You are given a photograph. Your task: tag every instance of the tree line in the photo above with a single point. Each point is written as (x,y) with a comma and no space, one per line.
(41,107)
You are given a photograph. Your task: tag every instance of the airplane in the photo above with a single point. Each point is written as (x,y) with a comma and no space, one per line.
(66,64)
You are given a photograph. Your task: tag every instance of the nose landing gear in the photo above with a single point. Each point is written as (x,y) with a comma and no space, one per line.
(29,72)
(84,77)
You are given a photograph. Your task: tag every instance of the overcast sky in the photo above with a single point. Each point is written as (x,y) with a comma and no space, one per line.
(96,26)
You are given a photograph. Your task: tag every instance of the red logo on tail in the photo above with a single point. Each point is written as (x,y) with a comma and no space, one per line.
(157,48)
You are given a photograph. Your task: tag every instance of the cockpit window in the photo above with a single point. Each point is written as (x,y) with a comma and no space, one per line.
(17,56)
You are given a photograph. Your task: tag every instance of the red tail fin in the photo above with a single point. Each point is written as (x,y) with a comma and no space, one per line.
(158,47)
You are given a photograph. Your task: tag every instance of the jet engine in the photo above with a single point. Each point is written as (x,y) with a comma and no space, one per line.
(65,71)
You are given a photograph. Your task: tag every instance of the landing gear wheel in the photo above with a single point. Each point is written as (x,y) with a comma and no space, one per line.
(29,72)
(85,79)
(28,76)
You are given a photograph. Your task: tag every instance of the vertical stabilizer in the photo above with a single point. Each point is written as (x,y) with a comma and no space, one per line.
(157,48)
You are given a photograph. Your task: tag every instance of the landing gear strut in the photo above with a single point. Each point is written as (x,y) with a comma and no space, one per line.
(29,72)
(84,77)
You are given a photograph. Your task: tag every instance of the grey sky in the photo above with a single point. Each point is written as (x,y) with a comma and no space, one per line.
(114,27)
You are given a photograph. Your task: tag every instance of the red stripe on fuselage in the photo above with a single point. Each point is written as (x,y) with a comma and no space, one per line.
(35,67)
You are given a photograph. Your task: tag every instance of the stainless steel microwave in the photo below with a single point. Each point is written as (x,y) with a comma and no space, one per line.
◆ ◆ ◆ ◆ ◆ ◆ ◆
## What you have to do
Output every line of the records above as a numbered list, leaving out any blank lines.

## Task result
1. You are given a photograph. Your task: tag every instance of the tree line in the photo above with a single point. Each point is written as (x,y) with a comma and no space, one per line.
2. (41,107)
3. You are given a photograph. Your task: tag every instance of the airplane in the photo above with a single point. Each point is written as (x,y) with a comma and no space, one per line.
4. (66,64)
5. You are given a photograph. Your task: tag every instance of the nose landing gear in the photo above with a single point. Each point is written as (x,y) with a comma and no space, one per line.
6. (29,72)
7. (84,77)
8. You are given a photograph. Your task: tag every instance of the overcast sky in the photo above with a single point. Each point is written as (x,y) with a comma and no space, one per line.
9. (96,26)
10. You are given a photograph. Your task: tag every instance of the red logo on tail in the photo above with a single point. Each point is written as (x,y) with a comma and no space, one per line.
11. (157,48)
12. You are given a photograph. Your task: tag every instance of the cockpit window in the photo above with a single point. Each point is written as (x,y) with a comma and no space, one per line.
13. (17,56)
14. You are given a photograph. Your task: tag every instance of the red tail fin in the photo above with a single point. Each point is written as (x,y) with a comma and no space, one per line.
15. (158,47)
16. You are given a photograph. Your task: tag every instance of the jet engine in the photo above with a single point. Each point is written as (x,y) with a comma and no space, one per line.
17. (65,71)
18. You are given a photograph. Your task: tag every instance of the landing gear wheel in the photo above with a single point. Each point is written as (x,y) with a comma and no space, one per line.
19. (29,72)
20. (85,79)
21. (28,76)
22. You are given a photograph. Your task: tag every instance of the vertical stabilizer in the photo above with a single point. Each point is written as (x,y) with a comma and no space, one per line.
23. (157,48)
24. You are given a photograph. Your task: tag every instance of the landing gear strut in the photo above with a single point. Each point is written as (x,y) with a comma and no space, one per line.
25. (29,72)
26. (84,77)
27. You are given a photograph. Your task: tag every instance of the grey sky in the photo above with a single point. Each point is written as (x,y) with a comma and no space, one per line.
28. (114,27)
29. You are given a photograph. Your task: tag every instance of the red stripe on fuselage in the photo above with a single point. Each point is written as (x,y) with a comma and no space, one per line.
30. (35,67)
31. You are given a photograph. Your task: tag every instance of the stainless steel microwave in the photo below with a single point. Each point is written as (x,y) with a comma and no space, one per line.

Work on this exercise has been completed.